Job:
Can you express every line of the records below as a JSON list of strings, one string per line, with blank lines and the pictures omitted?

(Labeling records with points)
---*---
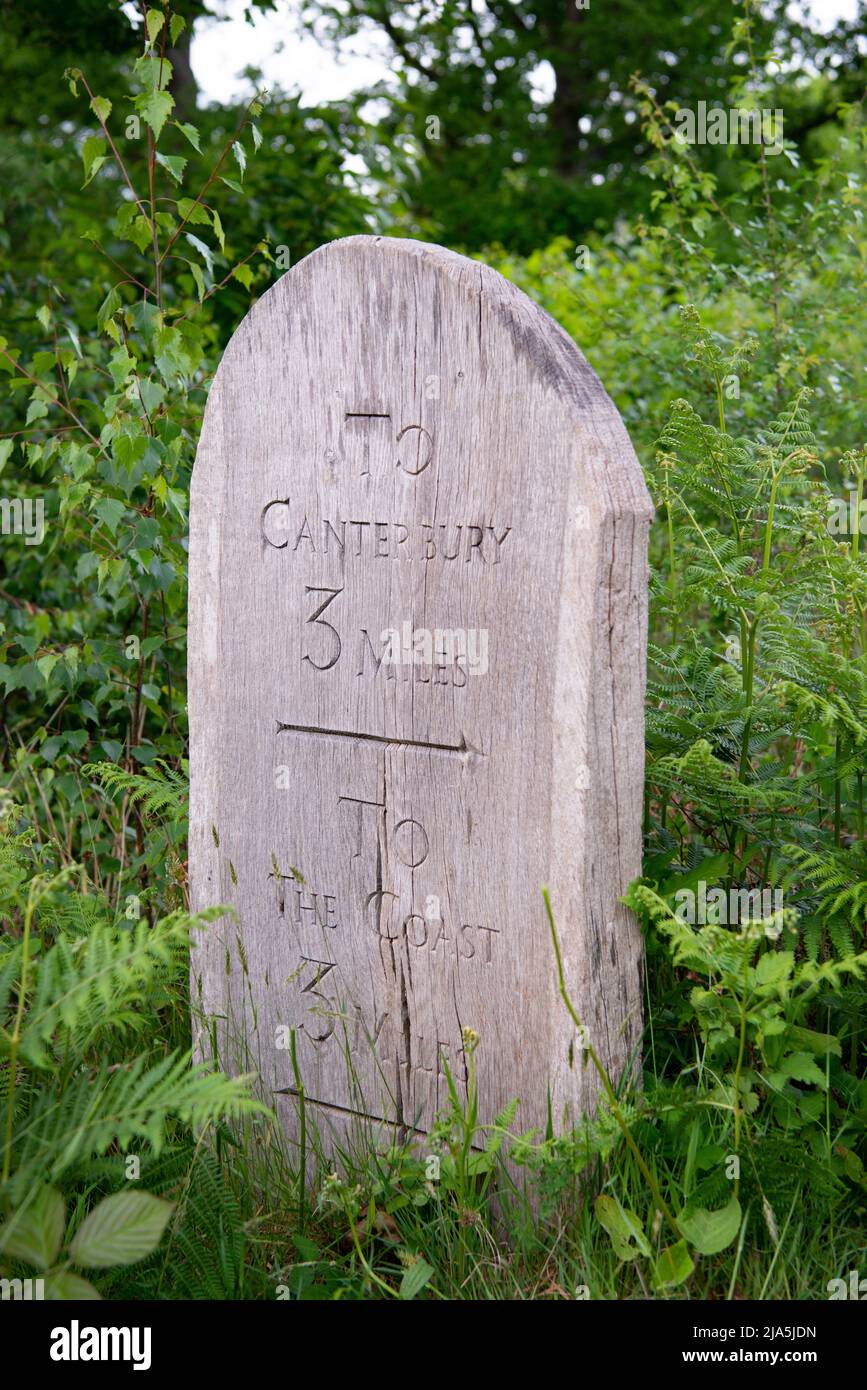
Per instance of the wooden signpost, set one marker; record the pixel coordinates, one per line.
(416, 684)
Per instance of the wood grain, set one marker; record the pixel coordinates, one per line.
(398, 439)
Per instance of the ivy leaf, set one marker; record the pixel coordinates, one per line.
(712, 1232)
(124, 1228)
(156, 109)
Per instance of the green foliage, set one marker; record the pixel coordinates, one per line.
(725, 324)
(71, 1004)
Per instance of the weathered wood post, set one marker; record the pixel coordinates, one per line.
(416, 684)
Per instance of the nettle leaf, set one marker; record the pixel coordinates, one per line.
(416, 1278)
(191, 132)
(156, 109)
(122, 1229)
(774, 968)
(174, 163)
(673, 1266)
(203, 250)
(799, 1066)
(623, 1226)
(153, 22)
(102, 107)
(712, 1232)
(35, 1233)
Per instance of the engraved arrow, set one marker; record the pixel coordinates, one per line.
(464, 747)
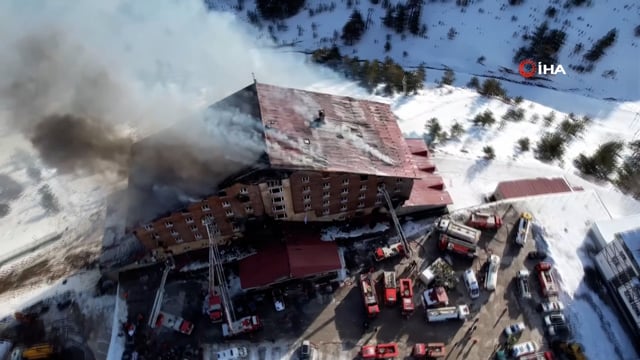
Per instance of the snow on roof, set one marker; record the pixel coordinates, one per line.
(530, 187)
(632, 240)
(355, 136)
(607, 229)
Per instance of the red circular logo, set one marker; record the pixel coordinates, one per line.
(532, 68)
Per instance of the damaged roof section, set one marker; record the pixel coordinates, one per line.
(308, 130)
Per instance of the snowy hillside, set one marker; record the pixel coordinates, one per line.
(480, 38)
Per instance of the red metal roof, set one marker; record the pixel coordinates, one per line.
(264, 268)
(530, 187)
(309, 256)
(417, 147)
(423, 195)
(357, 136)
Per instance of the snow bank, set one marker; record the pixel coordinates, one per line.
(116, 346)
(333, 233)
(562, 225)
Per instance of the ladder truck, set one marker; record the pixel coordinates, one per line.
(159, 318)
(231, 327)
(396, 222)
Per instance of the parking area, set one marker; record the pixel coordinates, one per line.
(334, 318)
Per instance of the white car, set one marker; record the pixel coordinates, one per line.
(551, 306)
(555, 319)
(524, 348)
(233, 353)
(514, 329)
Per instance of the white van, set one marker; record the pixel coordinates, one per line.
(492, 272)
(232, 354)
(471, 283)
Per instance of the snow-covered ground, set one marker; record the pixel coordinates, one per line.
(489, 29)
(596, 325)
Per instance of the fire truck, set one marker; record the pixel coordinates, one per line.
(389, 251)
(547, 281)
(406, 293)
(174, 322)
(460, 247)
(380, 351)
(483, 220)
(246, 325)
(428, 351)
(390, 288)
(369, 295)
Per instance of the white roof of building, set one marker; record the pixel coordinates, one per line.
(607, 229)
(632, 240)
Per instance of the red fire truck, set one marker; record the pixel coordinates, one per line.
(390, 288)
(369, 295)
(406, 292)
(461, 247)
(380, 351)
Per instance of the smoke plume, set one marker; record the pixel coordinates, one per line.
(84, 80)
---*---
Task output:
[
  "Per instance of the wooden signpost, set one marker; record the pixel coordinates, one per line.",
  "(416, 684)",
  "Per instance of the wood grain, set one marker; record the pixel coordinates, one per line.",
  "(398, 439)",
  "Per instance of the ivy leaf, set one marker; record the pixel coordinates, one per line.",
  "(712, 1232)",
  "(124, 1228)",
  "(156, 109)",
  "Per instance of the green foliage, set one marker; record the pixel coordinates, one per line.",
  "(725, 324)",
  "(71, 1004)",
  "Per instance of the weathered wood post, set one marker; record the pixel coordinates, one per line.",
  "(416, 684)",
  "Per instance of the nettle leaf, set one marker; record the pixel coordinates, one per line.",
  "(416, 1278)",
  "(191, 132)",
  "(156, 109)",
  "(122, 1229)",
  "(774, 968)",
  "(174, 163)",
  "(673, 1266)",
  "(203, 250)",
  "(799, 1066)",
  "(623, 1226)",
  "(153, 22)",
  "(102, 107)",
  "(712, 1232)",
  "(35, 1233)",
  "Per instance of the engraved arrow, set one marker; record the pixel coordinates, one per line.",
  "(464, 747)",
  "Per instance of the snow on roof, set one marker; record the pixel coordinates, one per line.",
  "(530, 187)",
  "(632, 240)",
  "(355, 136)",
  "(607, 229)",
  "Per instance of the red circular logo, set one marker; record the pixel coordinates, one per line.",
  "(532, 68)",
  "Per instance of the damaged roof section, set one marker; record the pixel coordinates, one per line.",
  "(308, 130)",
  "Per instance of the snowy hillside, set one marker; record the pixel coordinates, one per line.",
  "(480, 38)",
  "Per instance of the red metal roof, set one marker; record the pixel coordinates, one per line.",
  "(264, 268)",
  "(530, 187)",
  "(309, 256)",
  "(417, 147)",
  "(423, 195)",
  "(357, 136)",
  "Per instance of the snow bank, set one marker; record the pixel coordinates, one per line.",
  "(116, 346)",
  "(333, 233)",
  "(562, 225)",
  "Per instance of the ladder truck, set one marker; record the pixel coordinates, one per line.",
  "(159, 318)",
  "(231, 327)",
  "(396, 222)",
  "Per instance of the parking area, set one marker; record the pixel coordinates, one per line.",
  "(334, 318)",
  "Per instance of the white car, set one marker; record the pixel coordinates, one per line.",
  "(551, 306)",
  "(555, 319)",
  "(524, 348)",
  "(233, 353)",
  "(514, 329)",
  "Per instance of the white van, set one marker; record the pixel coordinates, one per line.",
  "(492, 272)",
  "(232, 354)",
  "(471, 283)",
  "Per instance of the snow-covered ground, set one marker; record the pixel coordinates, one per line.",
  "(489, 29)",
  "(596, 325)",
  "Per instance of the fire truck, set one marker; record the pixel coordinates, one per line.",
  "(389, 251)",
  "(547, 281)",
  "(406, 293)",
  "(174, 322)",
  "(460, 247)",
  "(380, 351)",
  "(483, 220)",
  "(246, 325)",
  "(428, 351)",
  "(390, 288)",
  "(369, 295)",
  "Per instance of the white roof of building, set one marker; record the pixel coordinates, one per line.",
  "(607, 229)",
  "(632, 240)",
  "Per instance of the red fire truck, set one marker; record the pixel coordinates, one per line.",
  "(390, 288)",
  "(369, 295)",
  "(406, 292)",
  "(461, 247)",
  "(380, 351)",
  "Per instance of the smoke plume, set one marker; record the pixel coordinates, one per line.",
  "(84, 80)"
]